Text provided.
You'll find all the Python files you need to accomplish liver segmentation with Monai and PyTorch in this repo, and you can use the same code to segment other organs as well.
Link to the original course here.
So do this project, you will find some scripts that I wrote by myself and others that I took from Monai's tutorials. For this reason you need to take a look to their original repo and website to get more information.
You can start by cloning this repo in your wordspace and then start playing with the function to make your project done.
git clone https://github.com/amine0110/Liver-Segmentation-Using-Monai-and-PyTorch
cd ./Liver-Segmentation-Using-Monai-and-PyTorch
pip install monai
pip install -r requirements.txt
Some of the most common queries I had while utilizing medical imaging were regarding how to present a patient. To address this, I created explicit scripts for how to show a patient from the training and testing datasets, which you can see here.
def show_patient(data, SLICE_NUMBER=1, train=True, test=False):
"""
This function is to show one patient from your datasets, so that you can si if the it is okay or you need
to change/delete something.
`data`: this parameter should take the patients from the data loader, which means you need to can the function
prepare first and apply the transforms that you want after that pass it to this function so that you visualize
the patient with the transforms that you want.
`SLICE_NUMBER`: this parameter will take the slice number that you want to display/show
`train`: this parameter is to say that you want to display a patient from the training data (by default it is true)
`test`: this parameter is to say that you want to display a patient from the testing patients.
"""
check_patient_train, check_patient_test = data
view_train_patient = first(check_patient_train)

Questions to answer.
1. Decide whether each statement agrees with the liver segmentation page. Answer yes or no for each and quote the words from the text that settle it: (a) The code can also be used to segment organs other than the liver. (b) The author wrote every script in the repo. (c) By default, show_patient displays a patient from the training data.
2. From the liver segmentation page, extract word for word the passage that begins at the words "This function is" and stops after "it is true)".

Listed entries.
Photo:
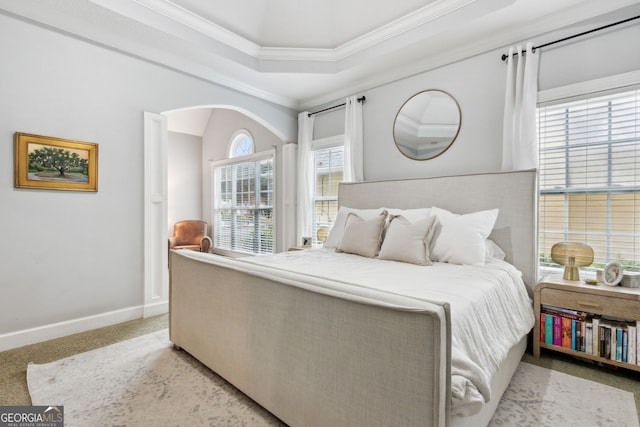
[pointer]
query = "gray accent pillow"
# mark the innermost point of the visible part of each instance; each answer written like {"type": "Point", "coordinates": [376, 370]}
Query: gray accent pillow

Results.
1.
(a) Yes: "you can use the same code to segment other organs as well"
(b) No: "others that I took from Monai's tutorials"
(c) Yes: "`train`: this parameter is to say that you want to display a patient from the training data (by default it is true)"

2.
This function is to show one patient from your datasets, so that you can si if the it is okay or you need
to change/delete something.
`data`: this parameter should take the patients from the data loader, which means you need to can the function
prepare first and apply the transforms that you want after that pass it to this function so that you visualize
the patient with the transforms that you want.
`SLICE_NUMBER`: this parameter will take the slice number that you want to display/show
`train`: this parameter is to say that you want to display a patient from the training data (by default it is true)